# Выбранный текст:

Воспоминания З. Пастернак, написанные в 1962–1963 годах, воспроизводятся по изданию: Борис Пастернак. Второе рождение. Письма к З.П. Пастернак. З.П. Пастернак. Воспоминания. М.: ГРИТ, Дом-музей Б. Пастернака, 1993. В конце воспоминаний З. Пастернак отметила: «Писать эти воспоминания мне помогала Зоя Афанасьевна Масленикова». Фрагменты воспоминаний были опубликованы Е. Пастернак и М. Фейнберг с предисловием Л. Озерова во втором и четвертом номерах журнала «Нева» за 1990 год. В настоящем издании Воспоминания публикуются с небольшими сокращениями. Более поздние вставки напечатаны отдельно.

2

и была принята сразу на средний курс к профессору Лембе, ученику Блуменфельда… – Лемба Артур Густавович (1885–1963), пианист, педагог, композитор, музыкальный критик. Профессор консерватории в Петрограде (с 1915 г.), Таллине (1920–1963), Хельсинки (1921–1922).

Блуменфельд Феликс Михайлович (1863–1931), родной брат матери Г.Г. Нейгауза; выдающийся пианист и педагог, а также композитор, дирижер. Профессор консерватории в Петрограде (1897–1905 и 1911–1918), Киеве (1918–1922), Москве (с 1922). Дирижер Мариинского театра (1895–1911).

Памяти Блуменфельда Пастернак посвятил стихотворение «Еще не умолкнул упрек…», написанное в 1931 году и вошедшее в книгу «Второе рождение».

3

я вышла замуж за Г.Г. Нейгауза… – Нейгауз Генрих Густавович (1888–1964), один из крупнейших российских пианистов и педагогов, автор ряда работ о музыкальном исполнительстве, в том числе книги «Об искусстве фортепианной игры. Записки педагога» (М., 1958). Профессор консерватории в Тбилиси (1917–1918, с 1916 – преподаватель музыкального училища РМО), Киеве (1919–1922, с 1918 – преподаватель), Москве (1922–1964). Среди его учеников – С.Т. Рихтер, Э.Г. Гилельс, С.Г. Нейгауз, Т.Д. Гутман, В.В. Горностаева, А.И. Ведерников. Первый муж Зинаиды Николаевны с 1919 по 1931 год.

4

Бородкина Милица Сергеевна (1890–1962), в юности невеста Г.Г. Нейгауза, позже его вторая жена (с 1933 г.).

5

и я продолжала занятия с его сестрой… – Нейгауз Наталья Генриховна (1884–1960), пианистка.

(Описания областей на естественном языке)
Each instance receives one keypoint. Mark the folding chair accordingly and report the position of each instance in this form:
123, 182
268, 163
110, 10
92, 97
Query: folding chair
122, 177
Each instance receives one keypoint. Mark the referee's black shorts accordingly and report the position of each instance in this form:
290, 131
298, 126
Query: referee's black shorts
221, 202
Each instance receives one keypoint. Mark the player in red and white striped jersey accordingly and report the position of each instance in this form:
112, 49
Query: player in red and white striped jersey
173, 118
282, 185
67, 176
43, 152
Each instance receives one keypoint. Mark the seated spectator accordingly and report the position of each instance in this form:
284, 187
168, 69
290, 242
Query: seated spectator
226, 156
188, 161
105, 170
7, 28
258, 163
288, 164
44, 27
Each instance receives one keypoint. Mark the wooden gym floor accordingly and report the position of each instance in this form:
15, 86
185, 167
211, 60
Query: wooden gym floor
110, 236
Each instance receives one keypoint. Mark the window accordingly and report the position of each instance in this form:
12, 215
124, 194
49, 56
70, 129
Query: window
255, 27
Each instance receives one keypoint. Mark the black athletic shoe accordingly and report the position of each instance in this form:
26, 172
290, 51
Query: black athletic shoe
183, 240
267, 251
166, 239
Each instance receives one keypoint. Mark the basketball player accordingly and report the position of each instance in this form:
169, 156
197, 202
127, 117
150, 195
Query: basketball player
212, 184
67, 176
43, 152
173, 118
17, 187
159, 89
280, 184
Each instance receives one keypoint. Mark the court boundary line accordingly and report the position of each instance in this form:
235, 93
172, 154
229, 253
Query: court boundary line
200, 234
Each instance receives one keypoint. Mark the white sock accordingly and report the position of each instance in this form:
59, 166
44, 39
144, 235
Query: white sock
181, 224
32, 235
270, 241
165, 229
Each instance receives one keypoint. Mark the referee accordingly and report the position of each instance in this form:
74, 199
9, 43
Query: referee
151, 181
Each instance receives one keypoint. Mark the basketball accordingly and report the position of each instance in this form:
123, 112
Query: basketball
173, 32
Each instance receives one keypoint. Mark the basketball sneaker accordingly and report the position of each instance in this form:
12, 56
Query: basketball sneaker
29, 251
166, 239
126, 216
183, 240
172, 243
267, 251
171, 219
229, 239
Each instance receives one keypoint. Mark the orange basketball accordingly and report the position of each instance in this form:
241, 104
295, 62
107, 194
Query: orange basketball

# Задание:
Продолжите примечания к воспоминаниям З. Пастернак, начав сразу после последнего из приведенных примечаний.

# Итоговый ответ:
6

Сувчинский Петр Петрович (1892–1965), музыковед, музыкальный критик. Вместе с А.Н. Римским-Корсаковым основал журнал «Музыкальный современник» (1915). С 1920 года жил в эмиграции. Активно выступал в периодической печати, занимался издательским делом, пропагандировал русскую музыку. Сотрудничал с Н.Я. Мясковским, С.С. Прокофьевым, И.Ф. Стравинским, П. Булезом.

7

жила певица Бутомо-Незванова… – Бутомо-Названова Ольга Николаевна (1888–1960), певица, педагог.

8

Асмус Валентин Фердинандович (1889–1965), философ, литературовед, профессор Московского университета. Асмус Ирина Сергеевна (1893–1946), первая жена В.Ф. Асмуса. Пастернак посвятил ей стихотворение «Лето» (1930). Друзья Зинаиды Николаевны и Генриха Густавовича Нейгауза и, позднее, Бориса Леонидовича Пастернака.

9

мне было тогда только девятнадцать лет. – Зинаиде Николаевне было двадцать два года.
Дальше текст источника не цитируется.